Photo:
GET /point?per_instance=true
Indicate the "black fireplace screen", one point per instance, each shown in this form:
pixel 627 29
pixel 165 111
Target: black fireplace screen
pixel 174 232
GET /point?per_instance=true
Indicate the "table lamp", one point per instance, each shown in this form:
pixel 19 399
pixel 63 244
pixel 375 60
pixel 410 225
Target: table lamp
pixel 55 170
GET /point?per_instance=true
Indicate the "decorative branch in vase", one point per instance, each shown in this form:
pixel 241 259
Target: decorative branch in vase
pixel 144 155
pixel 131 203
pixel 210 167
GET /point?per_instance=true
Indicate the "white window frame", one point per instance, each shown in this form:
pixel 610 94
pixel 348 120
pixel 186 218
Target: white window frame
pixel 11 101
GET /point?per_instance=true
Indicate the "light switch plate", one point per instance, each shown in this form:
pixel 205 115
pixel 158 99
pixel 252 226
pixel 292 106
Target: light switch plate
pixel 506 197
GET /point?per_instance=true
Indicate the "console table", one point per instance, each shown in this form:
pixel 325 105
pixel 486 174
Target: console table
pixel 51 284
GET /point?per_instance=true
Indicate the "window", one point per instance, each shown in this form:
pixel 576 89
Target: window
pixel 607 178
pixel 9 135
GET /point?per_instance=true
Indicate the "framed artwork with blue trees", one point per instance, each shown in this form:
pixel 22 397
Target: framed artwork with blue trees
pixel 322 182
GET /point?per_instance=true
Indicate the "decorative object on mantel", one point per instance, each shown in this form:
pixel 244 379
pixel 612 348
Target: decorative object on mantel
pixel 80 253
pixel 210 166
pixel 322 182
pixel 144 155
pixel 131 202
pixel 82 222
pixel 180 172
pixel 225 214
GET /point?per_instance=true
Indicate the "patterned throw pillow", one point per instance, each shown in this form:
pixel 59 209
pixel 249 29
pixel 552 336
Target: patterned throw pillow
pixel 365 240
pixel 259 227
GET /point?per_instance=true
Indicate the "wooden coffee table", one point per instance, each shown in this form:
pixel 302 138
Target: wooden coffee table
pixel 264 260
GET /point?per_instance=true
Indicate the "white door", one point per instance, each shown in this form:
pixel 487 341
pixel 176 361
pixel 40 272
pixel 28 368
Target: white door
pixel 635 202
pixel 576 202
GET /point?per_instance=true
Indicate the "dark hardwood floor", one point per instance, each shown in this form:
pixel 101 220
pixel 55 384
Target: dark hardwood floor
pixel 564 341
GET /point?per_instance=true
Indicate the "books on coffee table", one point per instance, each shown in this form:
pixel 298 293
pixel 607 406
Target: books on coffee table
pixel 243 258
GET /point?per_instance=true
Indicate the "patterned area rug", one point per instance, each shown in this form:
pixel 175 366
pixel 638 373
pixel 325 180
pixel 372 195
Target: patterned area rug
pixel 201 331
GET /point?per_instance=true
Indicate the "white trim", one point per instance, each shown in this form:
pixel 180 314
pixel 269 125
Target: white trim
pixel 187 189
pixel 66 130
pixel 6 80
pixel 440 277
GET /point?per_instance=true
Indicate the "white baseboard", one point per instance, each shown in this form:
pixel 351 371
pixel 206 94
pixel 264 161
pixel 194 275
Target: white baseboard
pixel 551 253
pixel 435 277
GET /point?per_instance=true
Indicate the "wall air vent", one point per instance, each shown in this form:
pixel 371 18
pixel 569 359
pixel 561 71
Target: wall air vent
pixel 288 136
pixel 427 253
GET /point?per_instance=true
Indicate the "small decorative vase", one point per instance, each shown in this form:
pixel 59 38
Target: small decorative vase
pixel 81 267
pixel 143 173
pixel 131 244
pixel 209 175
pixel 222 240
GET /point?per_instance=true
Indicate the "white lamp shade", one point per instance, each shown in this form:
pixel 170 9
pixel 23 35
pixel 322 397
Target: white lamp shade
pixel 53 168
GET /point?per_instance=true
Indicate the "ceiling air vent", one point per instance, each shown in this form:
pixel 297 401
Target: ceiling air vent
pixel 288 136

========

EXERCISE AIM:
Please retype all of the items above without changing a single character or line break.

EXERCISE OUTPUT:
Photo:
GET /point?per_instance=true
Indicate the "black fireplace screen", one point per instance, each shown in this form:
pixel 627 29
pixel 165 111
Target: black fireplace screen
pixel 174 232
GET /point?per_instance=true
Indicate the "table lamp", one point per instance, each shown in this form:
pixel 19 399
pixel 63 244
pixel 375 60
pixel 410 225
Target: table lamp
pixel 55 170
GET /point?per_instance=true
Indicate the "decorative branch in vase", one point per instance, each shown in this form:
pixel 241 259
Target: decorative branch in vase
pixel 144 155
pixel 131 203
pixel 210 167
GET /point?per_instance=true
Indicate the "white window frame", one point per instance, each shown in this form:
pixel 610 94
pixel 348 120
pixel 186 218
Target: white window frame
pixel 11 101
GET /point?per_instance=true
Indicate the "light switch plate", one point per instance, each shown in this form:
pixel 205 115
pixel 158 99
pixel 252 226
pixel 292 106
Target: light switch plate
pixel 506 197
GET /point?per_instance=true
Indicate the "console table", one point per instance, each shown in this form:
pixel 325 105
pixel 486 174
Target: console table
pixel 51 284
GET /point?per_instance=true
Indicate the "window", one point per instance, each shown in this form:
pixel 576 89
Target: window
pixel 607 178
pixel 9 135
GET /point?per_instance=true
Indicate the "framed artwork with blue trees", one point per instance, each shown in this form:
pixel 22 397
Target: framed artwork with blue trees
pixel 322 182
GET /point?per_instance=true
Indicate the "decorative object on mantel", one point per instance, each shown in this form:
pixel 244 379
pixel 612 348
Target: decorative object on mantel
pixel 80 253
pixel 210 166
pixel 322 182
pixel 144 155
pixel 131 202
pixel 82 222
pixel 180 172
pixel 225 214
GET /point?per_instance=true
Indicate the "patterned throw pillow", one point per instance, each shown in this form:
pixel 59 209
pixel 249 29
pixel 552 336
Target: patterned throw pillow
pixel 365 240
pixel 259 227
GET /point?per_instance=true
Indicate the "wooden coffee table", one point per instance, each shown in this form:
pixel 302 138
Target: wooden coffee table
pixel 264 260
GET /point?per_instance=true
Indicate the "white door", one point per instance, each shown in this form:
pixel 487 341
pixel 176 361
pixel 40 272
pixel 28 368
Target: white door
pixel 635 202
pixel 576 202
GET /point?per_instance=true
Indicate the "dark hardwood floor", one point per instance, each shown in this form:
pixel 101 220
pixel 55 384
Target: dark hardwood floor
pixel 564 341
GET /point?per_instance=true
Indicate the "books on coffee table", one point per instance, each shown in this form:
pixel 298 293
pixel 607 406
Target: books on coffee table
pixel 243 258
GET /point?per_instance=true
Indicate the "patterned area rug", one point per instance, each shown in this form:
pixel 175 366
pixel 638 373
pixel 325 180
pixel 372 195
Target: patterned area rug
pixel 201 331
GET /point?per_instance=true
Indicate the "white trim", one point per instance, each shown in this form:
pixel 180 314
pixel 269 125
Target: white trim
pixel 187 189
pixel 66 130
pixel 6 80
pixel 440 277
GET /point?per_instance=true
Indicate the "white baseboard", one point per instance, each shown in this form:
pixel 351 371
pixel 206 94
pixel 264 161
pixel 194 275
Target: white baseboard
pixel 551 253
pixel 435 277
GET /point?per_instance=true
Indicate the "wall air vent", one point per instance, each shown in this form:
pixel 371 18
pixel 569 359
pixel 561 71
Target: wall air vent
pixel 288 136
pixel 427 253
GET /point?per_instance=true
Indicate the "small decorative vase", one point per instance, each shown in this form:
pixel 59 38
Target: small decorative vase
pixel 81 267
pixel 143 173
pixel 131 244
pixel 209 175
pixel 222 240
GET /point?per_instance=true
Indicate the "white lamp shade", one point per instance, each shown in this form:
pixel 170 9
pixel 23 35
pixel 322 397
Target: white lamp shade
pixel 53 168
GET /point?per_instance=true
Indicate the "ceiling air vent", one point per instance, each shown in this form:
pixel 297 401
Target: ceiling air vent
pixel 288 136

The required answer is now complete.